▶ [LO QUE SE PIDE]:
**1)** Transcribe del texto sobre la revista La Fábrica todo lo que va desde "La Fábrica de" hasta "de Azul más.".
**2)** Resume en dos o tres frases el párrafo del texto sobre la revista La Fábrica que empieza por "A principios de 1995", conservando sus datos principales.
**3)** Prosigue el texto sobre la revista La Fábrica a partir del punto en que se detiene.

▶ [FRAGMENTO CITADO]:

Anelio Rodríguez Concepción

 La Fábrica de Anelio Rodríguez Concepción
    A principios de 1995 me encontraba en Madrid y –alejado de La Palma, de los objetivos que nos habían animado a poner en marcha Azul, del ámbito en el que tenía sentido, y con la mente puesta en otros objetivos— todo parecía indicar que la revista dejaría de existir más pronto que tarde. Anelio Rodríguez Concepción me llamó un día y me preguntó, con la caballerosidad que le caracteriza y que es tan de agradecer, si me parecería mal que él pusiera en marcha una nueva revista en la isla. Por supuesto le dije que, al contrario, me parecía una gran noticia y que tenía que hacerlo. Aquello me ayudó, además, a decidir que no sacaría ni un solo número de Azul más.
    La Fábrica heredó de Azul el espacio insular donde se realizaba; características concretas, como el reducido número de páginas (al principio muy similar); y cosas nada baladíes, como los patrocinadores. Enseguida demostró ser una revista literariamente ambiciosa: Anelio no se conformó con nuestro modesto objetivo de publicar a los jóvenes de la isla y conseguir que sus trabajos alcanzaran las costas de enfrente. Se propuso hacer una buena revista, para mí una de las mejores que ha tenido el archipiélago en los últimos 20 años. Es de destacar el buen trabajo como editor (un oficio tan diferente al de escritor) de Anelio en esta revista. Pronto conseguiría diversificar sus patrocinadores. Pronto superaría la cantidad de números que habíamos sacado adelante con Azul. Por supuesto que aquellos mismos poetas insulares colaboraron también en algunos de los números, pero La Fábrica contó además y sobre todo con principales voces, por supuesto de Canarias, pero también del resto del país; pero también internacionales; y no sólo de la literatura, sino de otras artes: la música, la escultura, el cómic, el cine… No hay más que repasar la lista de quienes colaboraron en La Fábrica para descubrir nombres como los de Víctor Erice, José Ángel Valente, Cristino de Vera, Andrés Sánchez Robayna, Gonzalo Torrente Ballester, Pedro González, Luis Mateo Díez, Ernesto Suárez, Gastón Baquero, Sophia de Mello Breyner Andresen, José María Merino, Eugenio Padorno, Bern Dietz, Toni Montesinos, Lázaro Santana, Jorge Amado, Poldo Cebrián, Ángel Sánchez, Peter Bagge, Moebius, Eduardo Moga, Wole Soyinka, Tarek William Saab, Dolores Campos Herrero, Juan José Millás, Luis Feria, Paul Auster, Jordi Doce, Jorge Gorostiza, Rafael Arozarena, Augusto Roa Bastos, Ana María Matute, Care Santos, Elsa López, Sabas Martín, Fernando Savater, Ted Hughes, Jorge Eduardo Benavides, Eugenio Montale, Manolo Blahnik, José Hierro, Polo Ortí, Alfredo Bryce Echenique, Rubén Blades, Jorge Rodríguez Padrón, José Balza, Arturo Maccanti, Juan Carlos Méndez Guédez, Eduardo Chillida, Antonio Bordón, José Luis Alonso de Santos, Eloy Tizón, Juan Carlos Chirinos, Manuel Rivas, Ignacio Sanz, Daniel Barenboim, Antonio López, Marcel Hanou, entre otros muchos a lo largo de sus 30 números de vida, periódicamente editados, trimestralmente, hasta el otoño de 2005.

▶ [DATOS PROPORCIONADOS]:
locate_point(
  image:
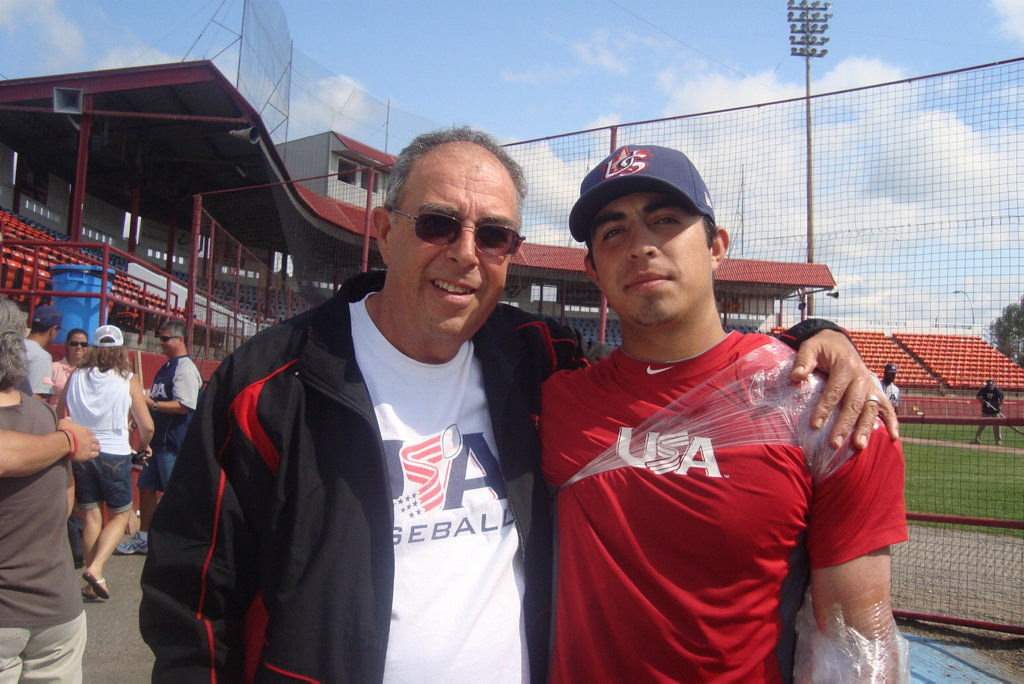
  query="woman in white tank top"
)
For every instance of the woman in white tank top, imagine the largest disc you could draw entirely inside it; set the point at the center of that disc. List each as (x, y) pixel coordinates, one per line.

▶ [RESPUESTAS ESPERADAS]:
**1)**
La Fábrica de Anelio Rodríguez Concepción
    A principios de 1995 me encontraba en Madrid y –alejado de La Palma, de los objetivos que nos habían animado a poner en marcha Azul, del ámbito en el que tenía sentido, y con la mente puesta en otros objetivos— todo parecía indicar que la revista dejaría de existir más pronto que tarde. Anelio Rodríguez Concepción me llamó un día y me preguntó, con la caballerosidad que le caracteriza y que es tan de agradecer, si me parecería mal que él pusiera en marcha una nueva revista en la isla. Por supuesto le dije que, al contrario, me parecía una gran noticia y que tenía que hacerlo. Aquello me ayudó, además, a decidir que no sacaría ni un solo número de Azul más.

**2)** A principios de 1995 yo estaba en Madrid, lejos de La Palma, y todo indicaba que la revista Azul dejaría de existir pronto. Anelio Rodríguez Concepción me llamó para preguntarme si me parecería mal que pusiera en marcha una nueva revista en la isla, y le respondí que era una gran noticia y que debía hacerlo. Aquello me ayudó a decidir que no sacaría ningún número más de Azul.

**3)**
 
Varios número de La Fábrica
      En resumidas cuentas, una década, en la que sorprende encontrar tanto nombres que sólo más tarde obtendrían la relevancia que hoy les conocemos (Fernández Mallo, Neuman, Paz-Soldán), como nombres que se encontraban en la cúspide de sus carreras en el dmomento que publicaron en la revista (Bernardo Atxaga, José Saramago, Antonio Gamoneda). Autores consagrados de las islas (Isaac de Vega, Luis Alemany, Manuel Padorno), y jóvenes de las islas que en estos años han publicado sus obras más prometedoras (Bernardo Chevilly, Pedro Flores, Álvaro Marcos Arvelo).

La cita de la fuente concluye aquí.